__WRITTEN INSTRUCTION__
Copy the data below, changing every "a single point" to "one point" and leaving everything else as it is.

__INFORMATION SUPPLIED__

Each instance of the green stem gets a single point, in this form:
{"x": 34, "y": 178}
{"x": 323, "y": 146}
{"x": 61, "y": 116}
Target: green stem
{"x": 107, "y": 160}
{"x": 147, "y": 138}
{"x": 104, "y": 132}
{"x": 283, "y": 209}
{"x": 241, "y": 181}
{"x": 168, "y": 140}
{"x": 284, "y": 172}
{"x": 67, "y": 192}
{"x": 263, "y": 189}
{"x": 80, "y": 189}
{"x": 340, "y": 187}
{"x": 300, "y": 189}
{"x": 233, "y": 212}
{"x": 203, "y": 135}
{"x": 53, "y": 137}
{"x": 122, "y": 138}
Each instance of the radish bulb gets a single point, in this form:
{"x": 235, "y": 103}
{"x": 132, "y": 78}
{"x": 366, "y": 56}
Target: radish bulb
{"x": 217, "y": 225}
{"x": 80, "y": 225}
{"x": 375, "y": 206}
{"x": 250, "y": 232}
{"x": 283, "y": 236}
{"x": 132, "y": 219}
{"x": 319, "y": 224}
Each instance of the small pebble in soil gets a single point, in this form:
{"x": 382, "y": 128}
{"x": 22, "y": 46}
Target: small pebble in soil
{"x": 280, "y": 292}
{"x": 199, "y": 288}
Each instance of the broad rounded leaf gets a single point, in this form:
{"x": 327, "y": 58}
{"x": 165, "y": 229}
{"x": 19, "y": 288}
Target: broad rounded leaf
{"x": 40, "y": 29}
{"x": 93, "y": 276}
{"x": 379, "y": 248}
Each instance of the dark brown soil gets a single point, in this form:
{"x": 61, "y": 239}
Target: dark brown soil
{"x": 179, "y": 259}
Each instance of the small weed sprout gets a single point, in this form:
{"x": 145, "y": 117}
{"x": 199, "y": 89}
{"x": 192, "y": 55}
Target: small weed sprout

__RESULT FOR THIS EXERCISE__
Each instance of the green stem gets one point, in this form:
{"x": 34, "y": 178}
{"x": 323, "y": 146}
{"x": 61, "y": 116}
Target: green stem
{"x": 107, "y": 160}
{"x": 147, "y": 138}
{"x": 104, "y": 132}
{"x": 283, "y": 209}
{"x": 241, "y": 181}
{"x": 168, "y": 140}
{"x": 284, "y": 172}
{"x": 67, "y": 192}
{"x": 263, "y": 189}
{"x": 80, "y": 189}
{"x": 340, "y": 187}
{"x": 300, "y": 189}
{"x": 233, "y": 212}
{"x": 203, "y": 135}
{"x": 53, "y": 137}
{"x": 122, "y": 138}
Each instance of the radish bulb gets one point, in this form:
{"x": 235, "y": 103}
{"x": 132, "y": 78}
{"x": 366, "y": 56}
Target: radish bulb
{"x": 217, "y": 225}
{"x": 80, "y": 225}
{"x": 375, "y": 206}
{"x": 250, "y": 232}
{"x": 283, "y": 236}
{"x": 132, "y": 219}
{"x": 319, "y": 224}
Each instance of the small pebble in soil gets one point, in this form:
{"x": 382, "y": 128}
{"x": 22, "y": 46}
Target: small pebble in soil
{"x": 280, "y": 292}
{"x": 199, "y": 288}
Each instance of the broad rounded leaf gets one point, in this form:
{"x": 327, "y": 58}
{"x": 165, "y": 229}
{"x": 19, "y": 288}
Target: broad rounded leaf
{"x": 40, "y": 29}
{"x": 93, "y": 276}
{"x": 379, "y": 248}
Each instance of the dark brown soil gets one point, in this form:
{"x": 61, "y": 239}
Target: dark brown soil
{"x": 179, "y": 259}
Each instance of the small weed sprout gets one point, in this form:
{"x": 145, "y": 117}
{"x": 199, "y": 89}
{"x": 192, "y": 55}
Target: small weed sprout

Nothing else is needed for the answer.